(Point labeling items)

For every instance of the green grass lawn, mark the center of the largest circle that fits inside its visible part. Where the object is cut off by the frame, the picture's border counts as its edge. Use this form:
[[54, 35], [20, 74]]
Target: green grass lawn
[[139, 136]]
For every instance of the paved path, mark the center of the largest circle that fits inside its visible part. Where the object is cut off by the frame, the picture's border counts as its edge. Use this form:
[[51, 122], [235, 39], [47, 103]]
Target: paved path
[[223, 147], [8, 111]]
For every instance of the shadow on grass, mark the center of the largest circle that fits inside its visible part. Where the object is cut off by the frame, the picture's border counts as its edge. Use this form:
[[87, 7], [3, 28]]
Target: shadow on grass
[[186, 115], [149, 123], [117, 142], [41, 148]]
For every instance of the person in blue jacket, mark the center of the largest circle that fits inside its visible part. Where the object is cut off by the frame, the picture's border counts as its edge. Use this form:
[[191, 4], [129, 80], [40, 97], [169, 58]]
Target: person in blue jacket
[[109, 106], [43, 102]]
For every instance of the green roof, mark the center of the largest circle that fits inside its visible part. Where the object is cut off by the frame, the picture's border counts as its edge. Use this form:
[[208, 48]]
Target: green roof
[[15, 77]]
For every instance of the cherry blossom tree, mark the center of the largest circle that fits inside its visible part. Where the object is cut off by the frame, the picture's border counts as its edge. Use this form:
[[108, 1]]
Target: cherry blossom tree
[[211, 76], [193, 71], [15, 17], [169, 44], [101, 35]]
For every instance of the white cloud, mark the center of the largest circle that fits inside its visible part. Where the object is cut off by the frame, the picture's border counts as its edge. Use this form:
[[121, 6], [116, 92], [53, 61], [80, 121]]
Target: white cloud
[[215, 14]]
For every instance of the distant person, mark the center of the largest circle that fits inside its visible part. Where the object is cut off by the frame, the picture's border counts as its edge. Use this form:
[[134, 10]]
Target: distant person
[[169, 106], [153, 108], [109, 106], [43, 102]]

What you will do — Reproduce the items word for word. Begin at the line that contains "For every instance of the green roof, mark" and continue through the final line of the items.

Solution to this exercise —
For every instance of the green roof, mark the center of the largest circle that fits inside its visible part. Where the object is cut off by the frame, the picture's border counts as its edge. Use this form:
[[208, 48]]
Target: green roof
[[15, 77]]
For every instance of the cherry blossom tree, mark the center of the largest circle that fits inside its visible part. Where the object is cut off by the frame, the picture's border counts as its edge. Use this form:
[[108, 1]]
Target: cherry blossom tree
[[211, 76], [193, 71], [15, 17], [169, 44], [101, 35]]
For every instance of the white cloud, mark the center of the largest circle that fits inside its visible part. Where the object is cut off by the frame, the picture's border counts as its edge. Use this form:
[[121, 6], [116, 92], [53, 61], [80, 121]]
Target: white cloud
[[215, 14]]
For every instance of the distant person, mark the center of the largest circle that fits inside its visible part. Where the object is cut off by the frame, the picture's border counts as its edge. Use this form:
[[134, 10]]
Target: distant person
[[169, 106], [153, 108], [109, 106], [43, 102]]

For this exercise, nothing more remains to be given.